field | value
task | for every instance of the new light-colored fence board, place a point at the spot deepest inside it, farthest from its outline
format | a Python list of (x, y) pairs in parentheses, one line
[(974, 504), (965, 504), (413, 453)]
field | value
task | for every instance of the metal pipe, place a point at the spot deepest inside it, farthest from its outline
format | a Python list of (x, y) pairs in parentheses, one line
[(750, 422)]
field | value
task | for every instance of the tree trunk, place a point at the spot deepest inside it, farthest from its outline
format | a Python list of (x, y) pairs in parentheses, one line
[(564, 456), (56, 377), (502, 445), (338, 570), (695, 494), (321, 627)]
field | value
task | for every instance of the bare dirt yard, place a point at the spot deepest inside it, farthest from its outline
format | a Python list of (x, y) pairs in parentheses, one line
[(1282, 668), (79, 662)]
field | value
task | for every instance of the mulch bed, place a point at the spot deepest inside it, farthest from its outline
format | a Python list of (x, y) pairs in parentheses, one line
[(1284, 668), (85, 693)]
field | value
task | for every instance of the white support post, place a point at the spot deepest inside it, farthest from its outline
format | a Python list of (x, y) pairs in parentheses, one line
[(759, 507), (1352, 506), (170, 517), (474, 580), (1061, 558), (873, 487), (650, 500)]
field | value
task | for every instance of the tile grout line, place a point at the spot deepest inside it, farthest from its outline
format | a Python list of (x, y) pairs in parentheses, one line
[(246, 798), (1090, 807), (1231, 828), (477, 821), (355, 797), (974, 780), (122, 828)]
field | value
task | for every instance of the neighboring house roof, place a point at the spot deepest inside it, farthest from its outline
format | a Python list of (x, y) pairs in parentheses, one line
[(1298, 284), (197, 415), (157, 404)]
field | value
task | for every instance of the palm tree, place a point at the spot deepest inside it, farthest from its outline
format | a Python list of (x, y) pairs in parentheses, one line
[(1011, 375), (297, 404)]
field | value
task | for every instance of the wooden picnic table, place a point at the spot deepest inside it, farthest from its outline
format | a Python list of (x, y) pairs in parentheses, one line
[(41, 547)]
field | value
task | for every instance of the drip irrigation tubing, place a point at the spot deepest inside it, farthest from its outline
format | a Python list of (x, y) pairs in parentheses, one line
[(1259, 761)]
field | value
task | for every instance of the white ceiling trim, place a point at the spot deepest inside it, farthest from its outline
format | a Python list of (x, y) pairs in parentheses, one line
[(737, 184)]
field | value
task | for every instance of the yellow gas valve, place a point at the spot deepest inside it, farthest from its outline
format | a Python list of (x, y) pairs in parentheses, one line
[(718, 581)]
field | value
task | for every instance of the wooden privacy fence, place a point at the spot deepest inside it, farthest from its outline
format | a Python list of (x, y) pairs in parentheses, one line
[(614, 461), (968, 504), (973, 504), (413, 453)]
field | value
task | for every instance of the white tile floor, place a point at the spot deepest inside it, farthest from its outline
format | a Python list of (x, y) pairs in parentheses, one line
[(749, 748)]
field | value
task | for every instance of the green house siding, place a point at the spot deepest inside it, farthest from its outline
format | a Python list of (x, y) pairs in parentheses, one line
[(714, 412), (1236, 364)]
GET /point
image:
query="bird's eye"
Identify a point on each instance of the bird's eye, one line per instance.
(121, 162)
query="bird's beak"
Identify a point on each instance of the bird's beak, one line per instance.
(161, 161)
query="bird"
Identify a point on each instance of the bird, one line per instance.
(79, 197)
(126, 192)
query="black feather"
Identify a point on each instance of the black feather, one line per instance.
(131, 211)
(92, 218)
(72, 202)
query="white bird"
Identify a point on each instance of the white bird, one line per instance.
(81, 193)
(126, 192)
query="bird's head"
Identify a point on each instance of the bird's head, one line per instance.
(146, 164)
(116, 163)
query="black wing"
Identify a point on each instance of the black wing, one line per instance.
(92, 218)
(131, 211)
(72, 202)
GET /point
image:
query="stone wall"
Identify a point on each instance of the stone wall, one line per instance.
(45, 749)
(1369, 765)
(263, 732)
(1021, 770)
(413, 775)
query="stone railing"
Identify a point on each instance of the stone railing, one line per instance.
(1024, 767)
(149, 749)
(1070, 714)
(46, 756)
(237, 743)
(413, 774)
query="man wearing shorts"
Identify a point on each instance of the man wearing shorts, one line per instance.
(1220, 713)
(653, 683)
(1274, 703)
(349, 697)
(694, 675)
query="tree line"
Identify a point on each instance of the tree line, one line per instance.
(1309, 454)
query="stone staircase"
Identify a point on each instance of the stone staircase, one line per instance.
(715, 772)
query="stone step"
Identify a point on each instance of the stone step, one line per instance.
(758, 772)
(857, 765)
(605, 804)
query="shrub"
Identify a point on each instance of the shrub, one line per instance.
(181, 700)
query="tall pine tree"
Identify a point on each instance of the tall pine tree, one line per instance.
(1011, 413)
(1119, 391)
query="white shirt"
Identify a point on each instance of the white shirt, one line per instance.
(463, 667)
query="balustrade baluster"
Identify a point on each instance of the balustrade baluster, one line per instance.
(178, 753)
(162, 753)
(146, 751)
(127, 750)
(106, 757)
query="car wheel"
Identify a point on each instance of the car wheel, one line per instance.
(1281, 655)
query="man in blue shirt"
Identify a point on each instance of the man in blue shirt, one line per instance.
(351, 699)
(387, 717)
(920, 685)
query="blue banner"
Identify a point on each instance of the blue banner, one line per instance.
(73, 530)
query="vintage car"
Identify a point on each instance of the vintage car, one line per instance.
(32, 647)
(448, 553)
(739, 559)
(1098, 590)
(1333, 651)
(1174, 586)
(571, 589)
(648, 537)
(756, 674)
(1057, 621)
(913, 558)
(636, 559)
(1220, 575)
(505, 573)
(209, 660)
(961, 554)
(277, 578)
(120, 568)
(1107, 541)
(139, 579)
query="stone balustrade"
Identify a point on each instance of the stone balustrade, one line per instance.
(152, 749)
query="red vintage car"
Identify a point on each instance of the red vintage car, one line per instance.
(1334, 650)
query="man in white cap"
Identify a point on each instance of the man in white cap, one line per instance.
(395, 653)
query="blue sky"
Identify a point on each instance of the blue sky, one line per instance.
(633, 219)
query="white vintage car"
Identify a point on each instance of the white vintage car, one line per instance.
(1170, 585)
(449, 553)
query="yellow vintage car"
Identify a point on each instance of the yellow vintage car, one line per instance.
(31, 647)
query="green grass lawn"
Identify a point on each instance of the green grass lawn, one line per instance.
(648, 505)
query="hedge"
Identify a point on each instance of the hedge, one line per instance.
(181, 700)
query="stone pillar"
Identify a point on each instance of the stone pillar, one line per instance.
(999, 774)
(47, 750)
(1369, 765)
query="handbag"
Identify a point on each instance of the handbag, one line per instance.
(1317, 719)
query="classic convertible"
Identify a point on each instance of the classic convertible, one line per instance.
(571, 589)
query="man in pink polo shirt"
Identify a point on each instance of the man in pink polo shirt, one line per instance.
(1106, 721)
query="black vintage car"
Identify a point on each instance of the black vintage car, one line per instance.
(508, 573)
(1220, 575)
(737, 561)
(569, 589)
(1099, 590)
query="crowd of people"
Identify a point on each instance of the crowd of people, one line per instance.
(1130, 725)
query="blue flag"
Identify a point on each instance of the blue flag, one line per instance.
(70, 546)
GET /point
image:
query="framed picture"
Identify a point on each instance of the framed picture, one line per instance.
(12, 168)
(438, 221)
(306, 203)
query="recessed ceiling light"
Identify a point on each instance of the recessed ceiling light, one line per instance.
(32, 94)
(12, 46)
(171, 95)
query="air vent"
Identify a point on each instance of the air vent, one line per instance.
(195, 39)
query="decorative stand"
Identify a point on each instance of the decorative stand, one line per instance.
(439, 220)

● ● ● ●

PROBLEM TO WORK ON
Output an exact copy of the listing.

EXERCISE ANSWER
field | value
task | for every instance of the new light-colored fence board, place a point at the spot deepest inside it, farthest from its outline
format | a Python list of (x, y) pairs in parentheses, one line
[(974, 504), (965, 504), (413, 453)]
field | value
task | for every instance of the metal pipe, place a point at the spot deepest inside it, farthest from its outline
format | a Python list of (x, y) pairs in parentheses, one line
[(750, 422)]
field | value
task | for every instance of the tree trunk, place a point at the spot deepest inside it, farthest from its outline
format | a Python list of (x, y) pairs in parentheses, one line
[(564, 456), (56, 377), (502, 445), (338, 570), (695, 494), (321, 627)]
field | value
task | for every instance of the bare dirt yard, place a point at the spot deepest inside it, farthest from its outline
format | a Python list of (x, y) pairs in parentheses, one line
[(1282, 668), (79, 662)]
field | value
task | for every instance of the mulch bed, place a point at the spot deepest inside it, farthest from its outline
format | a Python list of (x, y) pairs in parentheses, one line
[(1284, 668), (85, 693)]
field | value
task | for every instance of the white support post, place a point at the spot deepest inside it, farthest from its outline
format | a Python list of (x, y) pairs in parentheses, one line
[(759, 507), (1352, 506), (170, 517), (474, 580), (1061, 558), (873, 487), (650, 500)]
field | value
task | for every instance of the tile grout line, place a point at the spot deepest inside it, farthest from its outline
format | a Python list of (x, y) pairs in parentheses, one line
[(246, 798), (1090, 807), (1231, 828), (477, 821), (355, 797), (974, 780), (122, 828)]
field | value
task | for every instance of the neighboring house roof, place a point at the spot deepest inside it, farthest from its outline
format | a Python list of (x, y) pairs in parentheses, one line
[(1298, 284), (197, 415), (157, 404)]
field | value
task | for every instance of the palm tree, place a point at the spot deepest inside it, farthest from its outline
format | a Python list of (x, y) pairs in parentheses, one line
[(1011, 375), (297, 404)]
field | value
task | for every instance of the wooden picnic table, place a point at the spot deepest inside it, farthest from its outline
format | a Python list of (x, y) pairs in parentheses, one line
[(41, 547)]
field | value
task | for every instance of the drip irrigation tubing, place a point at the spot deepest inside it, farthest from its outline
format | a Python list of (x, y) pairs in parentheses, one line
[(1259, 761)]
field | value
task | for every instance of the white ceiling trim, place a point at the spot deepest inside it, farthest from its outline
format | a Python list of (x, y) pairs in parentheses, one line
[(737, 184)]
field | value
task | for every instance of the yellow gas valve, place a point at the spot deepest inside it, farthest from its outline
format | a Python list of (x, y) pairs in parentheses, one line
[(718, 581)]
field | value
task | for every instance of the wooden privacy fence, place a point at the spot deepest inside it, farthest from its outline
format | a Python list of (x, y) pairs in parentheses, one line
[(614, 461), (968, 504), (973, 504), (413, 453)]
field | value
task | for every instance of the white tile floor, place a point at the spot deepest inside it, farthest from its outline
format | a Python list of (x, y) pairs in parentheses, one line
[(749, 748)]
field | value
task | for every instance of the green house siding, place a point at the spot deepest inside it, farthest from its outline
format | a Python list of (x, y) pairs in parentheses, one line
[(714, 412), (1236, 364)]
GET /point
image:
query="bird's eye"
Identify a point on each instance of the bird's eye, one line per instance.
(121, 162)
query="bird's beak"
Identify a point on each instance of the bird's beak, one line per instance.
(161, 161)
query="bird"
Identify a point on each instance of the bird, one line per instance.
(79, 197)
(126, 192)
query="black feather"
Identify a point on each instance of the black feather, one line per instance.
(131, 211)
(92, 218)
(72, 202)
query="white bird"
Identify a point on each instance of the white bird, one line per instance.
(81, 193)
(126, 192)
query="bird's head"
Identify a point on each instance of the bird's head, one line per instance.
(146, 164)
(116, 163)
query="black wing"
Identify a point on each instance of the black wing, one line per instance.
(92, 218)
(131, 211)
(72, 202)
GET /point
image:
query="stone wall"
Identify a point on each instance of the stone wall, one line per instance.
(45, 749)
(1369, 765)
(263, 732)
(1021, 770)
(413, 775)
query="stone railing"
Identify a point on each instance of the stone railing, one line per instance.
(1024, 767)
(149, 749)
(1070, 714)
(46, 756)
(237, 743)
(413, 774)
query="man wearing shorts"
Identify a point on each instance of the man wearing shorts, one line per instance.
(1220, 713)
(653, 683)
(1274, 703)
(349, 697)
(694, 675)
query="tree line"
Identify a point on each instance of the tree line, one line per instance.
(1309, 454)
query="stone staircase"
Identify a point on each instance of the stone staircase, one line per instance.
(715, 772)
query="stone step"
Identify a point on each instance of the stone step, one line per instance.
(758, 772)
(857, 765)
(605, 804)
query="shrub"
Identify a point on each instance of the shrub, one line per instance.
(181, 700)
query="tall pine tree"
Identify a point on each instance of the tall pine tree, one line per instance.
(1011, 413)
(1119, 391)
query="white shirt"
Identify a point on each instance of the white shirt, one line per instance.
(463, 667)
query="balustrade baluster"
Identify a point on each instance of the balustrade baluster, one line per instance.
(178, 753)
(162, 753)
(146, 751)
(127, 750)
(106, 757)
query="car wheel"
Identify a point on each instance of the car wheel, one line per instance.
(1281, 655)
query="man in blue shirt"
Identify a point on each instance of the man in blue shirt, one line per instance.
(351, 699)
(387, 717)
(920, 685)
query="blue banner"
Identify a point on each instance of the blue banner, one line per instance.
(73, 530)
query="vintage car"
Identify a point on each instance of the vintage car, one line per instance.
(32, 647)
(448, 553)
(739, 559)
(1098, 590)
(1333, 651)
(1174, 586)
(571, 589)
(648, 537)
(756, 674)
(1057, 621)
(913, 558)
(636, 559)
(1220, 575)
(505, 573)
(209, 660)
(961, 554)
(277, 578)
(120, 568)
(1107, 541)
(139, 579)
query="stone balustrade"
Identify a point on each instance of the stone balustrade, one line per instance.
(152, 749)
query="red vintage car"
Identify a point on each instance of the red vintage car, one line per instance.
(1334, 650)
query="man in white cap"
Identify a point on each instance of the man in white cap, one line per instance.
(395, 653)
query="blue sky"
Identify a point on each instance of the blue sky, one line per instance.
(633, 219)
query="white vintage car"
Identify a point on each instance of the white vintage car, one line per instance.
(1170, 585)
(449, 553)
query="yellow vintage car"
Identify a point on each instance of the yellow vintage car, one line per instance.
(31, 647)
query="green grass lawn"
Identify a point on each instance of the green grass lawn, one line per instance.
(648, 505)
query="hedge"
Identify a point on each instance of the hedge, one line per instance.
(181, 700)
query="stone pillar"
Identify a point on each instance of the stone pillar, one line per instance.
(999, 774)
(47, 750)
(1369, 765)
query="handbag"
Identify a point on each instance of the handbag, one line per instance.
(1317, 719)
query="classic convertible"
Identify a point on each instance of the classic convertible, one line per instance.
(571, 589)
query="man in pink polo shirt"
Identify a point on each instance of the man in pink polo shirt, one line per instance.
(1106, 721)
query="black vintage car"
Identify a point on each instance of the black vintage car, one line per instance.
(508, 573)
(1220, 575)
(737, 561)
(569, 589)
(1099, 590)
query="crowd of people"
Identify a point on each instance of the crowd of people, one line per instance.
(1130, 725)
query="blue flag"
Identify a point on each instance of the blue flag, one line per instance.
(70, 546)
GET /point
image:
query="framed picture"
Identify a point on each instance of the framed picture, one line per instance.
(12, 168)
(438, 221)
(306, 203)
query="recessed ceiling light"
Identify a point on each instance of the recessed ceiling light, one line per instance.
(32, 94)
(12, 46)
(171, 95)
query="air vent"
Identify a point on each instance of the air vent, one line per instance.
(195, 39)
query="decorative stand"
Identify a point on each instance of the decorative stand, one line per instance.
(439, 220)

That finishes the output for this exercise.